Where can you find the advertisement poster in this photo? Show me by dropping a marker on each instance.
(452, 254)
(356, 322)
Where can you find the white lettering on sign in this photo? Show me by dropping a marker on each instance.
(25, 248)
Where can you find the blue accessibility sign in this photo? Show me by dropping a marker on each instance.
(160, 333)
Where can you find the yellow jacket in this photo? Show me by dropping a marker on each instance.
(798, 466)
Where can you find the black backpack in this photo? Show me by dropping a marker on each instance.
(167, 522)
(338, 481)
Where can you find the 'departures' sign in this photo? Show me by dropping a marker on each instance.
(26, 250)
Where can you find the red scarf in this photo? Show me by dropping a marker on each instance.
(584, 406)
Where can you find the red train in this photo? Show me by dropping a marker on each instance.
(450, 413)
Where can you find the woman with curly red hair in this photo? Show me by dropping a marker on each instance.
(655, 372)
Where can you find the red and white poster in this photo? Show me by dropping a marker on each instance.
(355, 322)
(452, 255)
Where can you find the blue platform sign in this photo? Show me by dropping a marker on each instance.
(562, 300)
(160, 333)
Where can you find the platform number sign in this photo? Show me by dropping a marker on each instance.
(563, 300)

** DIRECTIVE **
Reproduce all of the rows above, substituting "pin" for every occurrence of "marker" and leaving the rest unchanged.

** IN RESPONSE **
Where can you find the advertisement poster in this photo? Show me by dropping a pin on each instance.
(452, 254)
(356, 322)
Where can you find the white lettering on sign in this photo? Show me by dropping a pin on each instance.
(25, 248)
Where can you find the blue accessibility sign in this photo? Show me by dropping a pin on each instance.
(160, 333)
Where can you find the yellow jacket in this photo? Show me by dropping a pin on each instance.
(798, 466)
Where can you find the black backpack in this photo? Show me by dropping a pin on each instance.
(167, 522)
(338, 481)
Where can you find the 'departures' sign in this photo? Show me by dropping a pin on each instance.
(26, 250)
Where can you find the red scarf in this photo? Show me by dropping a pin on each instance.
(584, 406)
Where can you find the red train in this photo? Show me by dropping a pin on each instance.
(450, 413)
Where can you find the woman with curly red hair in this photo? Show me by dropping a pin on each instance.
(655, 372)
Where can you find the red and white poster in this photo? Show me by dropping a pin on each instance.
(355, 322)
(452, 255)
Where can you find the blue platform sign in this photo? Show me by dropping a pin on each instance.
(562, 300)
(160, 333)
Where can you find the platform number sign in this photo? Show me by dropping a pin on each instance.
(563, 300)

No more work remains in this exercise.